(Records from a point annotation dataset)
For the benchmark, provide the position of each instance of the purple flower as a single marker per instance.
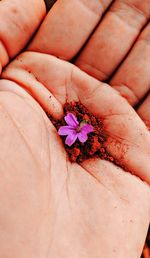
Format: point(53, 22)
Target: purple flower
point(75, 130)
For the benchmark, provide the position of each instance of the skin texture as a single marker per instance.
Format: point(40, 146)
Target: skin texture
point(118, 48)
point(51, 207)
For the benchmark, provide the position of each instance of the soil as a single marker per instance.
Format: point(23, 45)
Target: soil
point(95, 145)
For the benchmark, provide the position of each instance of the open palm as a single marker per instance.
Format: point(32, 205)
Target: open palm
point(58, 208)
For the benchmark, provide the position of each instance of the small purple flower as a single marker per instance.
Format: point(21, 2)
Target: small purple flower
point(74, 130)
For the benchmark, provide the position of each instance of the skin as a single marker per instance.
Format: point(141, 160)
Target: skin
point(51, 207)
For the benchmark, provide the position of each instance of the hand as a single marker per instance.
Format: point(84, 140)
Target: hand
point(117, 51)
point(61, 209)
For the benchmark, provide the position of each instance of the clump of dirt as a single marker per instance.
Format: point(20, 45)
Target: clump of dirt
point(95, 145)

• **Required task**: Rewrite every line of the material above as a numbered list. Skip any blank lines and leave out the pictures.

• **Full response**:
1. For the benchmark, provide the position of each instance of the purple flower as a single marker per instance.
2. Format: point(53, 22)
3. Target: purple flower
4. point(75, 130)
5. For the benchmark, provide the position of each instance of the skin texture as a single marker per instance.
6. Format: point(40, 146)
7. Target: skin texture
8. point(118, 48)
9. point(51, 207)
10. For the benchmark, provide the position of each instance of the soil as a single marker per instance.
11. Format: point(23, 45)
12. Target: soil
13. point(95, 145)
14. For the benchmark, provide the position of each instance of the open palm as a single marker per instance.
15. Format: point(32, 205)
16. Target: open palm
17. point(58, 208)
18. For the benchmark, provide the position of each instance of the small purple flower as a single marker per instance.
19. Format: point(21, 2)
20. Target: small purple flower
21. point(74, 130)
22. For the benchmark, provide the position of each instance of the skin as a single marker per instance.
23. Format: point(141, 160)
24. Target: skin
25. point(51, 207)
26. For the benchmark, provide the position of each instance of the hand as a single marker per instance.
27. Format: point(84, 140)
28. Target: hand
29. point(117, 51)
30. point(61, 209)
31. For the benchmark, provide the position of each instance of the clump of dirt as a single marker per instance.
32. Format: point(20, 45)
33. Target: clump of dirt
34. point(95, 145)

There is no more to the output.